The request ::
Give as output the line that contains "Where can the bare", followed by every remaining line of the entries, unchanged and with nothing added.

Raw data ::
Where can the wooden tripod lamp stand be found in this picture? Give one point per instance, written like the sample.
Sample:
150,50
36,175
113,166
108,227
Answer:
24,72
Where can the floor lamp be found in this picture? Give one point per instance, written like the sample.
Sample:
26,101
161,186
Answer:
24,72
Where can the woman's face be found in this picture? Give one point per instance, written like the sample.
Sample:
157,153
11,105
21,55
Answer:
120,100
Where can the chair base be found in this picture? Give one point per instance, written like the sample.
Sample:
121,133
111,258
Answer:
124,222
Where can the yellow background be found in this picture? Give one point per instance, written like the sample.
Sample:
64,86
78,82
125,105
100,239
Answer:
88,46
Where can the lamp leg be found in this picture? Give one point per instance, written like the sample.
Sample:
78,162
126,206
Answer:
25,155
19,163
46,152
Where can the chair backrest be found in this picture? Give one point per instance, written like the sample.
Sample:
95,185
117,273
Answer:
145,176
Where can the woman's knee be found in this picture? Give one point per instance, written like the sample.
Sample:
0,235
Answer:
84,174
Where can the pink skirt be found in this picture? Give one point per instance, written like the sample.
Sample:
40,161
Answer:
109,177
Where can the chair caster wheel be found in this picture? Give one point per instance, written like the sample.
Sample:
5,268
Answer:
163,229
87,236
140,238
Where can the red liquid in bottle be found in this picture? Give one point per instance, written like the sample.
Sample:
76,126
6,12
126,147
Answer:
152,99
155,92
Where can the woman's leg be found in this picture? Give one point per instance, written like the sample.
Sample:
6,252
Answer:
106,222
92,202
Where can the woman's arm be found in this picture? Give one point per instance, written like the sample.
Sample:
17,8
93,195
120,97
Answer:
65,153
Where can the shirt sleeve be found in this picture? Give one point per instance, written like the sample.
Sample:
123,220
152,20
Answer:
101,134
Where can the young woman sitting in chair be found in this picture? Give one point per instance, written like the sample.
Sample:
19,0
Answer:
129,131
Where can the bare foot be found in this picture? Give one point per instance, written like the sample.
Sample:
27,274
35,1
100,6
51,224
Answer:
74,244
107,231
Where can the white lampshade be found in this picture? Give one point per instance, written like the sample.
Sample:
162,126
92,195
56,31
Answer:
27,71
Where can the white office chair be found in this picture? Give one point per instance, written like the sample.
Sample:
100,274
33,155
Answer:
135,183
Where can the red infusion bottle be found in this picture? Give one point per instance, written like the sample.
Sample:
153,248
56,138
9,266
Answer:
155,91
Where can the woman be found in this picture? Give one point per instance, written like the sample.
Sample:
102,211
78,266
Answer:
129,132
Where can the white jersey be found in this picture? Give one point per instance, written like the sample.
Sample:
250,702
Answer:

Solution ::
Where can the bare foot be found in this picture? Give one point per instance, written like the sample.
Sample:
27,274
35,1
100,6
51,224
Answer:
74,244
107,231
Where can the white lampshade be found in this picture? Give one point per instance, written like the sample.
Sample:
162,126
92,195
56,31
Answer:
27,71
Where can the white office chair be found in this picture? Give one point per instance, written like the sample.
Sample:
100,274
33,155
Answer:
135,183
Where can the red infusion bottle be found in this picture? Give one point per instance, written like the sample.
Sample:
153,248
56,138
9,266
Answer:
155,91
Where can the woman be found in this picture? Give one point per instance, written like the sample.
Sample:
102,211
78,266
Answer:
129,132
Where can the white jersey be found in this picture? Give one point per instance, written like the sample.
Sample:
250,702
Answer:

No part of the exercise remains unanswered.